#### [EXTRACTED TEXT]
+---+

Windows Fabric and Lync 2013/Skype for Business
What is Windows Fabric?
It is Distributed systems platform for building scalable apps, Distributed system is a software system in which all component work together , Used for on premises and cloud scenarios, Windows Fabric enables application and services across all tiers to run at cloud scale with the ability to be patched and managed without downtime
Supports stateless and stateful applications
Reverse proxy would be one example of a stateless application
Lync is a stateful application
Windows Fabric Architecture
Skype for Business and Lync 2013 are leveraging the Reliability subsystem in the windows fabric component, ensures the placement of routing groups, ensure the replication between the primary and the other secondary nodes
Windows Fabric Availability
In this example we have a windows fabric cluster with 5 Nodes, Windows fabric divide the users in these nodes in a routing groups, each of these routing groups will have up to three replica, one primary and two secondary, so what happens if the primacy goes down, Fabric knows it has 2 secondary nodes and will promote one of the secondary to be a primary, if the primary (Node 3) Fails for a period of time, windows fabric will create another secondary, Node 5 for example as the figure below,, if windows fabric cant maintain quorum or doesn’t have enough nodes it will shutdown, If a node is added to the pool groups will be rebalanced, User replicator is responsible for replicating the cluster assignment and user group assignment to all databases within the Cluster
What Skype for Business/Lync services are using windows fabric?
Routing Services:
- Contacts, Conferences, Client cert, etc
Lync Storage Services
- writes archiving/compliance to SQL and Exchange
MCU Factory Services
- Stores current MCU Load and decides the next MCU to allocate
Conferencing Directory Services
- Maps Dial-IN numbers to the correct conference URI
What is Replicated across Nodes?
Persistent User Data
- Synchronous replication to two more FEs (Backup / Replicas)
- Presence, Contacts/Groups, User Voice Setting, Conferences
- Lazy replication used to commit data to Shared Blob Store (SQL Backend)

+---+

#### [WRITTEN TASKS]
[A] Name every Skype for Business/Lync service that the Windows Fabric text lists as using Windows Fabric.
[B] Answer these questions from the Windows Fabric text:
(i) What is given as one example of a stateless application?
(ii) How many replicas can each routing group have, and how are they divided?
(iii) What kind of replication is used to commit data to the Shared Blob Store?
[C] Write out the part of the Windows Fabric text starting at "Persistent User Data" and ending at "Store (SQL Backend)".
Base your work only on the Windows Fabric text.

#### [MATERIAL SUPPLIED]
+---+

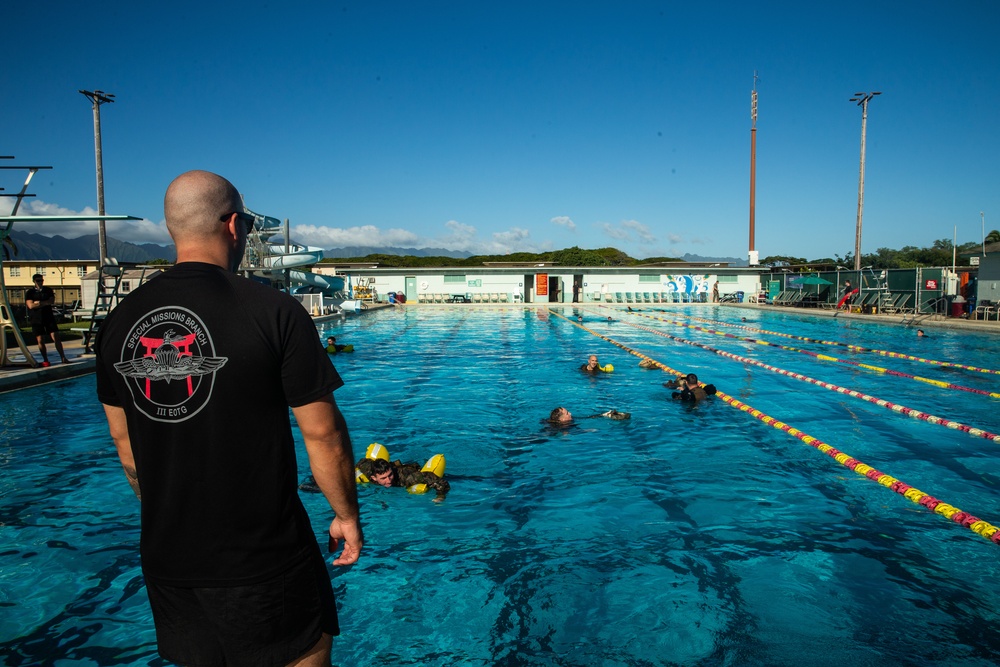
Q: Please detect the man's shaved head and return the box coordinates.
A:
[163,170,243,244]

+---+

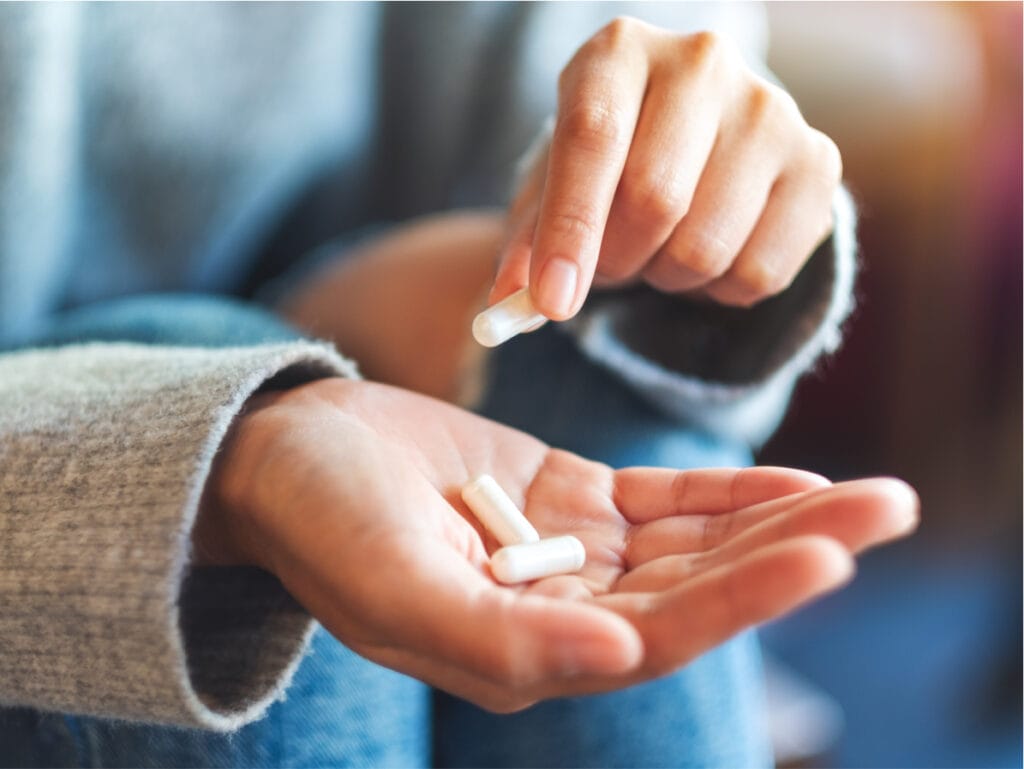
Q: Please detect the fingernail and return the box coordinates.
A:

+---+

#### [SOLUTIONS TO THE TASKS]
[A]
- Routing Services
- Lync Storage Services
- MCU Factory Services
- Conferencing Directory Services

[B]
(i) Reverse proxy.
(ii) Up to three: one primary and two secondary.
(iii) Lazy replication.

[C]
Persistent User Data
- Synchronous replication to two more FEs (Backup / Replicas)
- Presence, Contacts/Groups, User Voice Setting, Conferences
- Lazy replication used to commit data to Shared Blob Store (SQL Backend)